# Aim of the task
In the records below, copy word for word the lines starting with the one that contains "calm water. Write your answer below." and going on through the one that contains "[840,342,939,410]", both included.

[begin Stored rows]

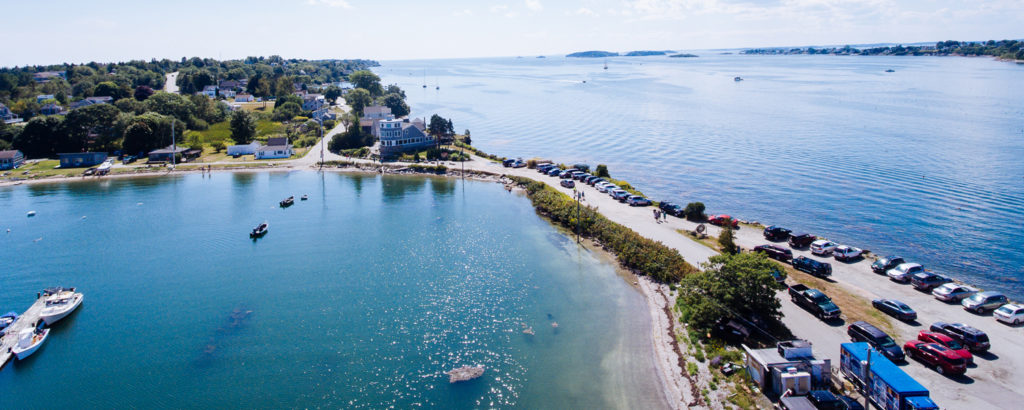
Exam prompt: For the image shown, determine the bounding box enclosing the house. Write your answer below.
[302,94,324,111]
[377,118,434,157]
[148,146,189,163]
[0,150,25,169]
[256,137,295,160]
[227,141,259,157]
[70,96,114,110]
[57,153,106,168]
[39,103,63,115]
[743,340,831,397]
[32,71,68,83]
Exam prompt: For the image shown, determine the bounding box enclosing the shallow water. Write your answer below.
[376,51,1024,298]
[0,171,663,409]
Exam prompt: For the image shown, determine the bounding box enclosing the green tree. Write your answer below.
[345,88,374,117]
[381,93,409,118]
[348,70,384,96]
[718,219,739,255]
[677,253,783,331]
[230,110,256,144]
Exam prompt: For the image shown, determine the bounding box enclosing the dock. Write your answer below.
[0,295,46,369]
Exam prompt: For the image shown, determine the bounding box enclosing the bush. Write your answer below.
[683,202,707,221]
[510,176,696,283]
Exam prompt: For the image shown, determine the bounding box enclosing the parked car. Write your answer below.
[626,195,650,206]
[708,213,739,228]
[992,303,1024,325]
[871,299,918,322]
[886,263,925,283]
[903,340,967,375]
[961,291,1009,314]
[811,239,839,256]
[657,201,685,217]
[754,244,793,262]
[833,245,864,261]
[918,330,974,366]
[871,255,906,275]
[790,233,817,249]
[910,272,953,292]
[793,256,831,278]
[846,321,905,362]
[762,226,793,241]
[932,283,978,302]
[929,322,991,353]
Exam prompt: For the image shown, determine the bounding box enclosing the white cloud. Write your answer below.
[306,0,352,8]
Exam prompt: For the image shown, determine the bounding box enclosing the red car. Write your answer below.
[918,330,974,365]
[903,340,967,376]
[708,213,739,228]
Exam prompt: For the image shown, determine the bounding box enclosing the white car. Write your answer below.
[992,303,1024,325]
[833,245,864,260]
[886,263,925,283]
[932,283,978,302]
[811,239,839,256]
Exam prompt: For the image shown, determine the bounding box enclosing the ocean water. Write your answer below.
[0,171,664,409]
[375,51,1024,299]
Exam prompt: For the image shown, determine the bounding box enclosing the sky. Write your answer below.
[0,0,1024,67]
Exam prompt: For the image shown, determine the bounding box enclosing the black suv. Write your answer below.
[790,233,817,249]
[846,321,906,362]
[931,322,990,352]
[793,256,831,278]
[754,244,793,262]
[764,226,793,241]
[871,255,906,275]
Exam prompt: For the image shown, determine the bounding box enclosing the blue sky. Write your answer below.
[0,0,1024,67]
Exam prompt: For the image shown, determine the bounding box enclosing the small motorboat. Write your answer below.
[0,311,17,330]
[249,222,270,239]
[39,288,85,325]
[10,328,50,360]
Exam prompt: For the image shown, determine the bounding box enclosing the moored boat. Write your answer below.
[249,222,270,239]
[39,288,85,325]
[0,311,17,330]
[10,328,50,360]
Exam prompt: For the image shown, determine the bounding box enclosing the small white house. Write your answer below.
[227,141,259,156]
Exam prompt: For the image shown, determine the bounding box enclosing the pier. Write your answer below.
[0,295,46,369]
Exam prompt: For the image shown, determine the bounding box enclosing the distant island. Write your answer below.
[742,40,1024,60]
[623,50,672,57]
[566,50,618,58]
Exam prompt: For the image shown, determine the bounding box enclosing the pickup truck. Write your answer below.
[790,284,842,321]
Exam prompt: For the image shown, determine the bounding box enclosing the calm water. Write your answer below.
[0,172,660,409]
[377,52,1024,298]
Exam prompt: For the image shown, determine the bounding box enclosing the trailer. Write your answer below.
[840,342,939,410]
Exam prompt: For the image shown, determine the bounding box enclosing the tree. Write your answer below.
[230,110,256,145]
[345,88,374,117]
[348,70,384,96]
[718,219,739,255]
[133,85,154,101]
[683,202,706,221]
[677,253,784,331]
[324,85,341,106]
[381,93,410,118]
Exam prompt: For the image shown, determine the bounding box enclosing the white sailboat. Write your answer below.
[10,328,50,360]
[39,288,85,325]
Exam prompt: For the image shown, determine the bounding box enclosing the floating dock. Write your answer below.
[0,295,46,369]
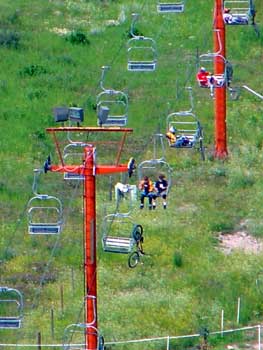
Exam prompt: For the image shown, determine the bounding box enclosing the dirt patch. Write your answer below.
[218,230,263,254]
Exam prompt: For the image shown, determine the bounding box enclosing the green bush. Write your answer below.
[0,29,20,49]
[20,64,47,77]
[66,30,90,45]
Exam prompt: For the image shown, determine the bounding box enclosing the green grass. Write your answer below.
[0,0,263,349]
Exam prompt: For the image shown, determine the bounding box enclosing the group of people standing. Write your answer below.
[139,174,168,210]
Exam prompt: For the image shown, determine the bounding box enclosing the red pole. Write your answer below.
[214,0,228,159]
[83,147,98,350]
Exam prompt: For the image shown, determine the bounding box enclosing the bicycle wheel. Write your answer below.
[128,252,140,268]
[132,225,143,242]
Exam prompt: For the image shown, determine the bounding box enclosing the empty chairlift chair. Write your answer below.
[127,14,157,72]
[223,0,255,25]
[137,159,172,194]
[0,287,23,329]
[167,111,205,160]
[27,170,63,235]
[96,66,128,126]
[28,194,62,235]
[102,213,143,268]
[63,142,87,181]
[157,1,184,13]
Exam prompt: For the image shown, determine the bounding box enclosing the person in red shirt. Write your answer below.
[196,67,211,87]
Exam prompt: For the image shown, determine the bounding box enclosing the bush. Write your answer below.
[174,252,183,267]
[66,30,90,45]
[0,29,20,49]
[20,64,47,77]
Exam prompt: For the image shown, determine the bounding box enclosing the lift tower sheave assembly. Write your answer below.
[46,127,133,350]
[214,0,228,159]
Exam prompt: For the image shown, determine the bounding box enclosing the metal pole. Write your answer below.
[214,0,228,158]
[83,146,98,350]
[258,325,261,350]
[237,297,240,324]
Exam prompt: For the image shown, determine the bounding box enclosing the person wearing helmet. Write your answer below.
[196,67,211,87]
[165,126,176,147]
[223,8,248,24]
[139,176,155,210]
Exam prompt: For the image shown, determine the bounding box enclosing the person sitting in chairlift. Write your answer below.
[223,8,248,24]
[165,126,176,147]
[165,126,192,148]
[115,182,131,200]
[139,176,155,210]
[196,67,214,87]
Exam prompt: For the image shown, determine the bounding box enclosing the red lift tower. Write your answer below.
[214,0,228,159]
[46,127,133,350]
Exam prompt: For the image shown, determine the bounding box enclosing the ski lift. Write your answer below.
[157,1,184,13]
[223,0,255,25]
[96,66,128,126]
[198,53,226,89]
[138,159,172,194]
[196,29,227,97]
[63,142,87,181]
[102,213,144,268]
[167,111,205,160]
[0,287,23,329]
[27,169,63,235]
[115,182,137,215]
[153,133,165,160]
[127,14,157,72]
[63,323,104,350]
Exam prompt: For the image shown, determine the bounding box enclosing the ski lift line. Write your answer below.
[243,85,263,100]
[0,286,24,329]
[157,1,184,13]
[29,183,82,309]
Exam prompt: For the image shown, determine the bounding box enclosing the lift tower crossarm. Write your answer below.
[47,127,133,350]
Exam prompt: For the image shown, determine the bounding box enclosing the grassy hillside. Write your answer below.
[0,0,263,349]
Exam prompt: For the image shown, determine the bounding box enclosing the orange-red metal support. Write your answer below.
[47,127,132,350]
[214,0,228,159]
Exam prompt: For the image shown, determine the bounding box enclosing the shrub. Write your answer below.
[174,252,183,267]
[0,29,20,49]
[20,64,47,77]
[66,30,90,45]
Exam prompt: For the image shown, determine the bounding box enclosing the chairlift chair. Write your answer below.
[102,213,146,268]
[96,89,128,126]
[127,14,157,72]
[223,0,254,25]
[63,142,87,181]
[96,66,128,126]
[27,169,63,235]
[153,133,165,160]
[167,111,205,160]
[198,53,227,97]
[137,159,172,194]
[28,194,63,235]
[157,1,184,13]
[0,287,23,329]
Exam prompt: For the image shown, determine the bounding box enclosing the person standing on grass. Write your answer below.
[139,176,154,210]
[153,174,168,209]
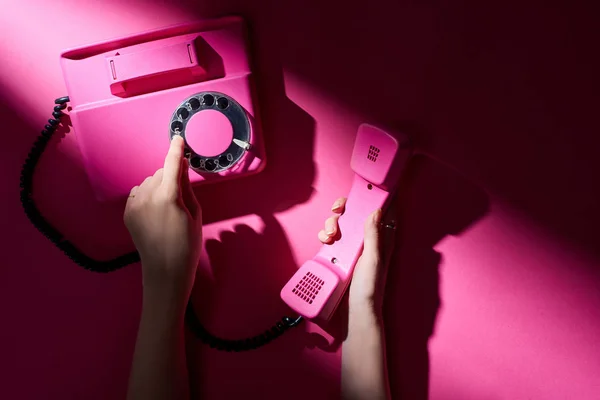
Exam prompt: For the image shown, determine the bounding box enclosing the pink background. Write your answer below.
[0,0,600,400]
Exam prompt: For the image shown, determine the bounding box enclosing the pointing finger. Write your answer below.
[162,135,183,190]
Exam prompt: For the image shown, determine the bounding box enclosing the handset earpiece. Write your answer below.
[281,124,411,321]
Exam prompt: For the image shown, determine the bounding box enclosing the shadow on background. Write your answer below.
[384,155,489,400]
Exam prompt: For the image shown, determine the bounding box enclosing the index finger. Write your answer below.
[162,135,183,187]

[end Stored rows]
[begin Stored rows]

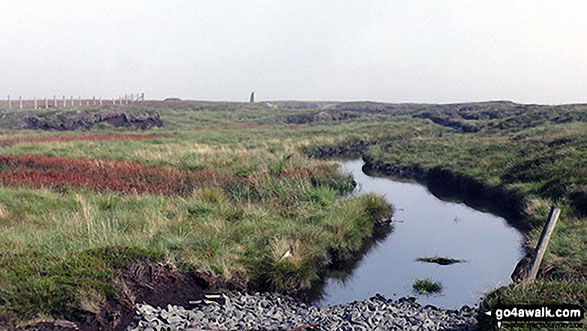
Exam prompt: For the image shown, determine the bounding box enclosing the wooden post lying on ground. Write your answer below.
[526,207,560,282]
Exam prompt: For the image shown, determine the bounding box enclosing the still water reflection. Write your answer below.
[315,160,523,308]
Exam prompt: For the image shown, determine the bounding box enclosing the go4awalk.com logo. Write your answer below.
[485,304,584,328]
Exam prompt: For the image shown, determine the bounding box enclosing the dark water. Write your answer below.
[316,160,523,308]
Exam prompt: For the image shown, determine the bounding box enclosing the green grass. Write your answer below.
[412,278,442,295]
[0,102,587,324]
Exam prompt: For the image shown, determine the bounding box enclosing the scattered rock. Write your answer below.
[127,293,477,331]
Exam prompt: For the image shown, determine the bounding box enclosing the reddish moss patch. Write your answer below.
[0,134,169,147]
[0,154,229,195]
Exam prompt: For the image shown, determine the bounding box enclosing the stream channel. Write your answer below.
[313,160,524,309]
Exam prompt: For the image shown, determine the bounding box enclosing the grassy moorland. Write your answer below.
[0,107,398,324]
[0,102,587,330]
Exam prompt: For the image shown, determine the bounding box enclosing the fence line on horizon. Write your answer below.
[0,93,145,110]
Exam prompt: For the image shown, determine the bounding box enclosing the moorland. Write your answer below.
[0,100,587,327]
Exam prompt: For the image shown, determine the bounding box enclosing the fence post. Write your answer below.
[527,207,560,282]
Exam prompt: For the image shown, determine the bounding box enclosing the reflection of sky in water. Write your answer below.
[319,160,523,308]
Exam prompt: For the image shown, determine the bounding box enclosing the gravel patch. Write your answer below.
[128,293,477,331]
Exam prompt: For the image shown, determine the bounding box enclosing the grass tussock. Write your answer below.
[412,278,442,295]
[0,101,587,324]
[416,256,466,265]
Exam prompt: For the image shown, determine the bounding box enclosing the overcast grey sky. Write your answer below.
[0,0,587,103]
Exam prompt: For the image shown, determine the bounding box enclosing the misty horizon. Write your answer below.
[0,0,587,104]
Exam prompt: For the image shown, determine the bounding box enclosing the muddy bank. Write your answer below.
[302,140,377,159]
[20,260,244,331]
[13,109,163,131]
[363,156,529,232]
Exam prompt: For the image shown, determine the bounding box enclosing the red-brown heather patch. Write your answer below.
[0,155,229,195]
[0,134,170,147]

[end Stored rows]

# The completed task
Exam prompt: For the image shown, determine the bounding box enclosing the calm water. Write your answer below.
[0,172,660,409]
[377,52,1024,298]
Exam prompt: For the image shown, determine the bounding box enclosing the trailer. Write your answer below.
[840,342,939,410]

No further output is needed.